## [Set task]
Pick out every line in the entries below that contains the word "cross" and copy each one.

---------- Task inputs ----------

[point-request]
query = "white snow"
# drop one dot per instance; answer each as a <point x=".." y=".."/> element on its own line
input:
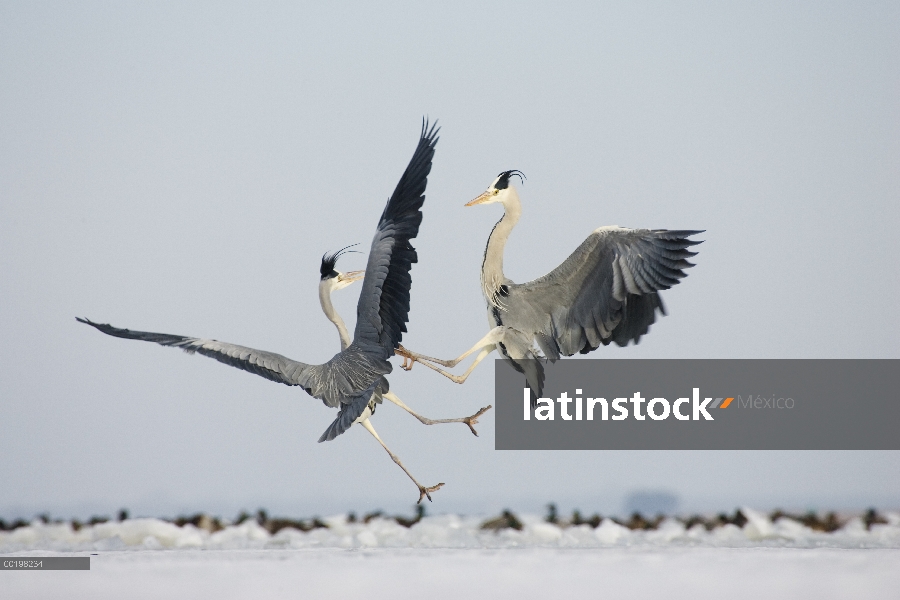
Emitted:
<point x="451" y="557"/>
<point x="445" y="531"/>
<point x="642" y="571"/>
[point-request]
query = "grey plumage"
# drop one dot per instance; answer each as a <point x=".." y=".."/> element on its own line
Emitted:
<point x="356" y="374"/>
<point x="606" y="291"/>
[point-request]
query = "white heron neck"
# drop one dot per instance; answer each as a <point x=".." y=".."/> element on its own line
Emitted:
<point x="328" y="309"/>
<point x="492" y="276"/>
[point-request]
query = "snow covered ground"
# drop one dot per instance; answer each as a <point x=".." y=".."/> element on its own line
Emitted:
<point x="449" y="557"/>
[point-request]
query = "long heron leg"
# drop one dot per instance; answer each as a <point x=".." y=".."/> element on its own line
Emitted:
<point x="423" y="491"/>
<point x="488" y="341"/>
<point x="464" y="376"/>
<point x="470" y="421"/>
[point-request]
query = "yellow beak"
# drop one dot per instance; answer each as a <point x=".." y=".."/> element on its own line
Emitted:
<point x="481" y="199"/>
<point x="351" y="276"/>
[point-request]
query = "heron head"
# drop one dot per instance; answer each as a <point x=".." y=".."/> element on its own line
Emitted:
<point x="499" y="189"/>
<point x="331" y="277"/>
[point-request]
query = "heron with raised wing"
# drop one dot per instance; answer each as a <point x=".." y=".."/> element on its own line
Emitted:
<point x="353" y="380"/>
<point x="332" y="280"/>
<point x="606" y="291"/>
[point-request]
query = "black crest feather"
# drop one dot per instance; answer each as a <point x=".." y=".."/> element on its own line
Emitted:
<point x="503" y="181"/>
<point x="330" y="260"/>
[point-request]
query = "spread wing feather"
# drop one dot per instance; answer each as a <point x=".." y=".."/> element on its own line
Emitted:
<point x="383" y="308"/>
<point x="605" y="291"/>
<point x="273" y="367"/>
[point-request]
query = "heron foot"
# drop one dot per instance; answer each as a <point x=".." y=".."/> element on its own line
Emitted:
<point x="470" y="421"/>
<point x="425" y="492"/>
<point x="408" y="359"/>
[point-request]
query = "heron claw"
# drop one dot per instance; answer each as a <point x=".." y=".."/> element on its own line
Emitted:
<point x="424" y="492"/>
<point x="408" y="360"/>
<point x="470" y="421"/>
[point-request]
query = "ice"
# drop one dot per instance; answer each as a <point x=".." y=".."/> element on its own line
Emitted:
<point x="445" y="531"/>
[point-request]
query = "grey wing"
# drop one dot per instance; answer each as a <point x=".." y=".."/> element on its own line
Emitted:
<point x="606" y="291"/>
<point x="352" y="409"/>
<point x="273" y="367"/>
<point x="383" y="308"/>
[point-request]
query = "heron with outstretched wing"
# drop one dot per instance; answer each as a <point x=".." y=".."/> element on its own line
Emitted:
<point x="353" y="380"/>
<point x="606" y="291"/>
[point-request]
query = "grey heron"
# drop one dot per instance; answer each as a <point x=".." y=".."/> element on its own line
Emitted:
<point x="353" y="380"/>
<point x="606" y="291"/>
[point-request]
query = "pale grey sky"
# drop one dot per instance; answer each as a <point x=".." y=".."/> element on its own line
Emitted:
<point x="183" y="168"/>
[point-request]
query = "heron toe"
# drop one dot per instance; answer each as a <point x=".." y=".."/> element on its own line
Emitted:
<point x="425" y="492"/>
<point x="470" y="421"/>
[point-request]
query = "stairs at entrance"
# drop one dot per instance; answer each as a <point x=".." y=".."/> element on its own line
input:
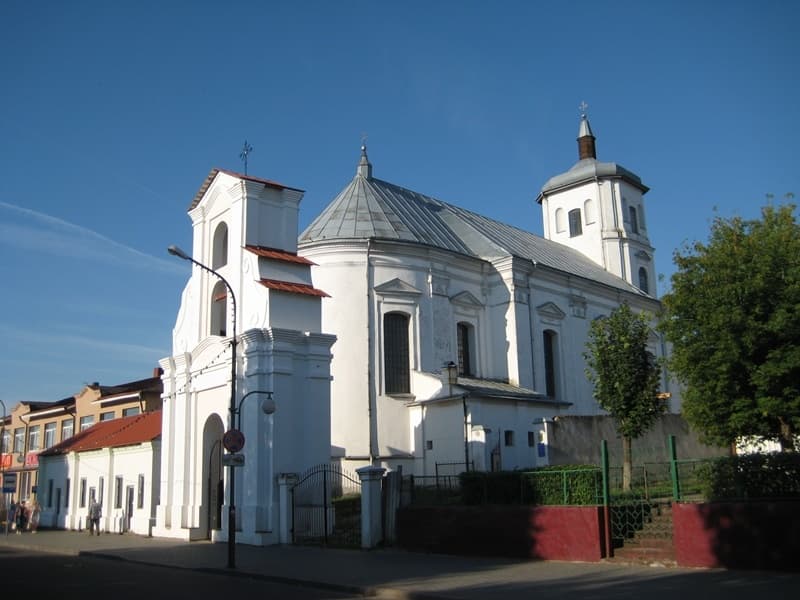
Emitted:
<point x="653" y="544"/>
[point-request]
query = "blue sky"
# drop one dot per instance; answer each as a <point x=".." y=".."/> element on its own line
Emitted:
<point x="113" y="113"/>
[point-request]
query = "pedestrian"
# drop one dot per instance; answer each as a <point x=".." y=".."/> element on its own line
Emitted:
<point x="36" y="513"/>
<point x="11" y="516"/>
<point x="22" y="517"/>
<point x="95" y="512"/>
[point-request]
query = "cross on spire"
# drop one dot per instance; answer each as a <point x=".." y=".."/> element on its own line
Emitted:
<point x="246" y="150"/>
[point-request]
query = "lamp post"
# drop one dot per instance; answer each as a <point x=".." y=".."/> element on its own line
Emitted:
<point x="267" y="405"/>
<point x="3" y="451"/>
<point x="175" y="251"/>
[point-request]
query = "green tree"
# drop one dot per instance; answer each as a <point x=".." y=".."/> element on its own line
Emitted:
<point x="625" y="376"/>
<point x="733" y="319"/>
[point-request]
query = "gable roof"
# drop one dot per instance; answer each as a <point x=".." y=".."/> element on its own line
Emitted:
<point x="370" y="208"/>
<point x="115" y="433"/>
<point x="213" y="174"/>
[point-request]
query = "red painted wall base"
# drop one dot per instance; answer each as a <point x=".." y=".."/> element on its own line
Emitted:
<point x="742" y="535"/>
<point x="545" y="532"/>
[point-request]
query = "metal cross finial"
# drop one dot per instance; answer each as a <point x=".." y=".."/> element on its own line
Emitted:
<point x="246" y="150"/>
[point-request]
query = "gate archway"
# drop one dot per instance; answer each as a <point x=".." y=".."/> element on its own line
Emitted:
<point x="326" y="507"/>
<point x="213" y="485"/>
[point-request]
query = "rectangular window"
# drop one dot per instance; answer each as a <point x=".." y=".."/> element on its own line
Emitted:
<point x="464" y="359"/>
<point x="50" y="434"/>
<point x="19" y="439"/>
<point x="396" y="354"/>
<point x="67" y="428"/>
<point x="575" y="222"/>
<point x="509" y="437"/>
<point x="33" y="437"/>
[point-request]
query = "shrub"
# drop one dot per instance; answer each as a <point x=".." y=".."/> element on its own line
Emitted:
<point x="556" y="485"/>
<point x="752" y="476"/>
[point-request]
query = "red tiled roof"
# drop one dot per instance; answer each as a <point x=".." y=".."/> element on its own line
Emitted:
<point x="276" y="254"/>
<point x="127" y="431"/>
<point x="293" y="288"/>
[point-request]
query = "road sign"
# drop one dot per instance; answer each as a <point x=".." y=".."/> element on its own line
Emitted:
<point x="233" y="460"/>
<point x="9" y="483"/>
<point x="233" y="440"/>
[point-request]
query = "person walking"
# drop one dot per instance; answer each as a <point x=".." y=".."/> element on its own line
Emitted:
<point x="11" y="516"/>
<point x="95" y="512"/>
<point x="22" y="517"/>
<point x="36" y="513"/>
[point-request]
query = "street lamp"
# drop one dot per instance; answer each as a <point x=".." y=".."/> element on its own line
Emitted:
<point x="267" y="405"/>
<point x="3" y="451"/>
<point x="175" y="251"/>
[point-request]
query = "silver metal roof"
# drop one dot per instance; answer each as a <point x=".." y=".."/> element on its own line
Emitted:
<point x="369" y="208"/>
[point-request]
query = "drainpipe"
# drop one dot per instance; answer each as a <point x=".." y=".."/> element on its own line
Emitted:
<point x="371" y="379"/>
<point x="622" y="268"/>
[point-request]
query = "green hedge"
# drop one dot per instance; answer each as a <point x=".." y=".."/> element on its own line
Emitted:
<point x="751" y="476"/>
<point x="561" y="485"/>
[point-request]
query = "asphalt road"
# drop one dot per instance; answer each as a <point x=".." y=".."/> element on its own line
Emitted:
<point x="46" y="575"/>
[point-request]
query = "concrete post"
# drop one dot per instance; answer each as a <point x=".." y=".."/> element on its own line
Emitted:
<point x="286" y="482"/>
<point x="371" y="527"/>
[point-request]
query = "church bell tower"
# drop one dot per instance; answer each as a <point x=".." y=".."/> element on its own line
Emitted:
<point x="598" y="209"/>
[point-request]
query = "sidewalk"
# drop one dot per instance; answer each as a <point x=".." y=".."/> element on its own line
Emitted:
<point x="392" y="573"/>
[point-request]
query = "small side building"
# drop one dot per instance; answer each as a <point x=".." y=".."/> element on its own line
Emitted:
<point x="118" y="462"/>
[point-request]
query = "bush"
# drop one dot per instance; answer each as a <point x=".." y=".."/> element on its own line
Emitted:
<point x="752" y="476"/>
<point x="561" y="485"/>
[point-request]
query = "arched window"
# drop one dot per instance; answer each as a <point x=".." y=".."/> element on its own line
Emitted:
<point x="644" y="283"/>
<point x="550" y="362"/>
<point x="561" y="224"/>
<point x="396" y="358"/>
<point x="575" y="222"/>
<point x="219" y="309"/>
<point x="219" y="257"/>
<point x="634" y="221"/>
<point x="588" y="211"/>
<point x="465" y="336"/>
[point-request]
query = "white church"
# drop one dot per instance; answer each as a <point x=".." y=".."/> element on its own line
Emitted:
<point x="397" y="331"/>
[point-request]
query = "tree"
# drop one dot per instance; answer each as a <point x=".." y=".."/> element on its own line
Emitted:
<point x="733" y="319"/>
<point x="625" y="376"/>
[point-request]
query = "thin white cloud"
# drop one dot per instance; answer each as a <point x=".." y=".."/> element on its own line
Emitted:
<point x="51" y="339"/>
<point x="61" y="238"/>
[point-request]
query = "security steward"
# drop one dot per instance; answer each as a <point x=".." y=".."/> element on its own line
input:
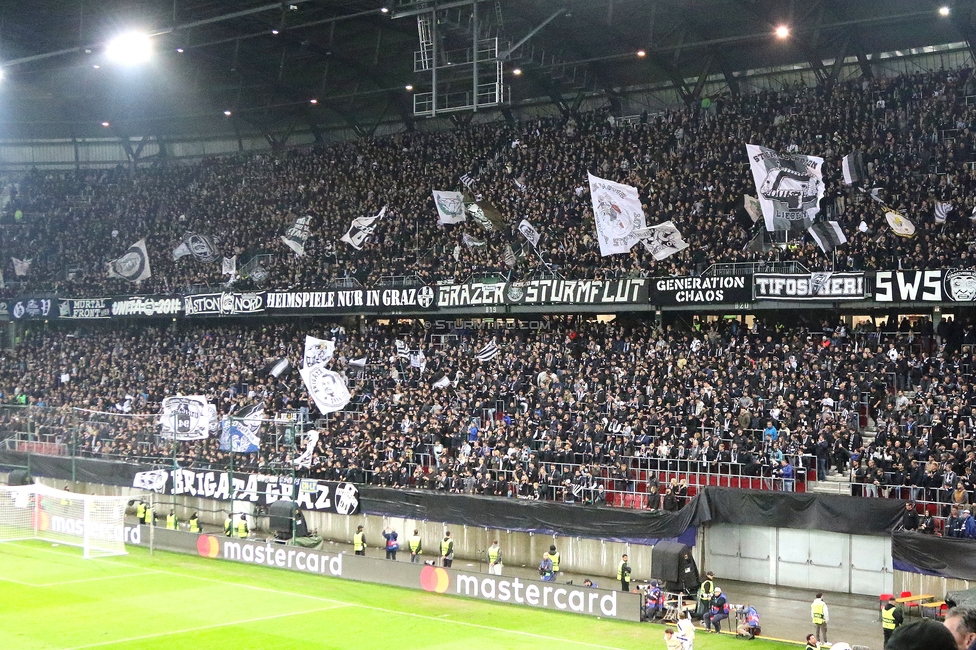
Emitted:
<point x="891" y="618"/>
<point x="495" y="559"/>
<point x="623" y="573"/>
<point x="359" y="541"/>
<point x="242" y="529"/>
<point x="554" y="556"/>
<point x="705" y="592"/>
<point x="416" y="546"/>
<point x="447" y="550"/>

----------

## [The reply]
query = "cross on spire"
query = "metal cross finial"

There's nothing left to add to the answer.